Locate and copy each line in the data that contains the word "knitted".

Point localization data:
=-=-=-=-=
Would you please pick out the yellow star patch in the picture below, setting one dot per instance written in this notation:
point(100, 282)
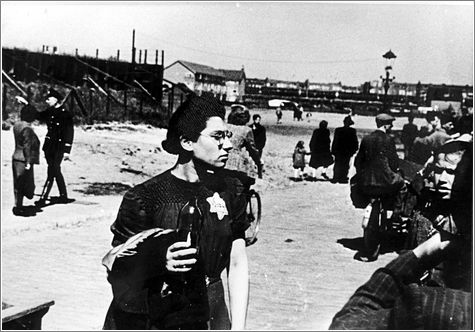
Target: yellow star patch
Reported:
point(217, 205)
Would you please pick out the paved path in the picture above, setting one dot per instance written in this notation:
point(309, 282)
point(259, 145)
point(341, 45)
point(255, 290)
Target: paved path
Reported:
point(300, 275)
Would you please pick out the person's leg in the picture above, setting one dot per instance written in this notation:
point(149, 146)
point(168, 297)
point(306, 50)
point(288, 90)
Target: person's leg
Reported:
point(338, 168)
point(345, 168)
point(219, 317)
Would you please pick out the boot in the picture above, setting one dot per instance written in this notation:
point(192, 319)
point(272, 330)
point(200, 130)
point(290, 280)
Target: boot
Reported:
point(45, 193)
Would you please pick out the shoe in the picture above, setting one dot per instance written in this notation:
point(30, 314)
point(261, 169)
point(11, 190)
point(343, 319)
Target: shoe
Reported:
point(41, 202)
point(63, 200)
point(21, 212)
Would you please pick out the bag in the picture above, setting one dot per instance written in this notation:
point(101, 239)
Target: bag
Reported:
point(358, 198)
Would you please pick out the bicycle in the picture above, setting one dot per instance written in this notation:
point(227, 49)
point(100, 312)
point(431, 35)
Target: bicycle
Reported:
point(253, 213)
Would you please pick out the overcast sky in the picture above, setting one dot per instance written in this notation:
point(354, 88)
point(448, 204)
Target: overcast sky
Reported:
point(319, 41)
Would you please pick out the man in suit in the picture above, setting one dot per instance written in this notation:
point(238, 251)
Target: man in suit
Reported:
point(345, 145)
point(57, 145)
point(377, 163)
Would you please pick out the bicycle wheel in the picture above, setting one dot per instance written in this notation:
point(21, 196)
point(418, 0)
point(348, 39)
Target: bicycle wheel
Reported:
point(253, 213)
point(372, 233)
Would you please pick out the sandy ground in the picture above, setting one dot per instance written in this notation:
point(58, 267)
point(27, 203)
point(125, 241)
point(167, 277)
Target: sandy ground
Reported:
point(302, 268)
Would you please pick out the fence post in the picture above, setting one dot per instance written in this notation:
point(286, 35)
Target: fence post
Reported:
point(90, 106)
point(125, 104)
point(4, 103)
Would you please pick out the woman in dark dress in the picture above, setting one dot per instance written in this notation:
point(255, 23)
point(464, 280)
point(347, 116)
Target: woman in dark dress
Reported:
point(321, 156)
point(175, 234)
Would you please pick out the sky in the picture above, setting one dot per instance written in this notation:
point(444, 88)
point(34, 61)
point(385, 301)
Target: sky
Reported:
point(319, 41)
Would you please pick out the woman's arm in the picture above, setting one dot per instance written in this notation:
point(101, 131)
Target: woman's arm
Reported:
point(238, 284)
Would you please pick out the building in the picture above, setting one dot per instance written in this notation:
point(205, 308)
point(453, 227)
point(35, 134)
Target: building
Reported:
point(223, 84)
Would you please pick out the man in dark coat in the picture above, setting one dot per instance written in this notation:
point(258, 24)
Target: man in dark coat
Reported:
point(259, 132)
point(393, 298)
point(57, 145)
point(345, 145)
point(377, 163)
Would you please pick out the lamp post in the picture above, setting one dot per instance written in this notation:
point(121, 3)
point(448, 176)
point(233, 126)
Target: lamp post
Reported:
point(389, 57)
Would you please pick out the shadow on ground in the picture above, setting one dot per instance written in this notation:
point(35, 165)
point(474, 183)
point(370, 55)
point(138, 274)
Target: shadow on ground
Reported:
point(389, 244)
point(105, 188)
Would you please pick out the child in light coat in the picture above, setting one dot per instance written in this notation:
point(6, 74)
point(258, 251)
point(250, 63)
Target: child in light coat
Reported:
point(298, 158)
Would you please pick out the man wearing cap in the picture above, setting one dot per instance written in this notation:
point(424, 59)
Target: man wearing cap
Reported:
point(423, 147)
point(344, 146)
point(377, 162)
point(57, 145)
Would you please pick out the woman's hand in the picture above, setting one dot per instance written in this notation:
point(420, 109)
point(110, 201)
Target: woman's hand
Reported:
point(178, 257)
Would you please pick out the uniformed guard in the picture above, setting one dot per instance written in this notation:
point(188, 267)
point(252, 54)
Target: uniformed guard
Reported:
point(57, 145)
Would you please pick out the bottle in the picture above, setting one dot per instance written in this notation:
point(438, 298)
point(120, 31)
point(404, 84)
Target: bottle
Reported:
point(367, 214)
point(189, 222)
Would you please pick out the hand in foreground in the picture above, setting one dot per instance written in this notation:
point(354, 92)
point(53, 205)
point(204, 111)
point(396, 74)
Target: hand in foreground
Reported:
point(21, 100)
point(178, 257)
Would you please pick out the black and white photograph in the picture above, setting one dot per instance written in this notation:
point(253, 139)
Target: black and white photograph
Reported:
point(254, 165)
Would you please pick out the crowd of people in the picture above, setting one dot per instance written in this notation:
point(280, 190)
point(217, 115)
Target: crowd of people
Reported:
point(56, 147)
point(323, 153)
point(176, 233)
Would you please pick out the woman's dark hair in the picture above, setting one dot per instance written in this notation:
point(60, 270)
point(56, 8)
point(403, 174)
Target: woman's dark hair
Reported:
point(190, 119)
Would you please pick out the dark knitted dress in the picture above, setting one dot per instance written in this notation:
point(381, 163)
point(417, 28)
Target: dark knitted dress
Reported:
point(146, 295)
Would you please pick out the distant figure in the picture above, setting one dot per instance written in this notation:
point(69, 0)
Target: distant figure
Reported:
point(259, 132)
point(345, 145)
point(321, 156)
point(278, 113)
point(299, 117)
point(298, 159)
point(57, 145)
point(409, 134)
point(424, 146)
point(26, 154)
point(244, 155)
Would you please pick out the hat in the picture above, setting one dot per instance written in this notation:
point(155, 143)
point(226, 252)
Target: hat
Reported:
point(348, 121)
point(383, 118)
point(189, 120)
point(454, 144)
point(53, 93)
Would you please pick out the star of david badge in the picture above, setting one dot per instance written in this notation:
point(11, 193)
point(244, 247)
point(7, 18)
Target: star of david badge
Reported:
point(217, 205)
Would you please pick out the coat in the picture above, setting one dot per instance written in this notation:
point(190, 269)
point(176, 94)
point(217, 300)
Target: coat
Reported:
=-=-=-=-=
Answer space:
Would you please pick out the dark knitted dress in the picture above, setting one dot per instance written in this notation:
Target: dark knitted dress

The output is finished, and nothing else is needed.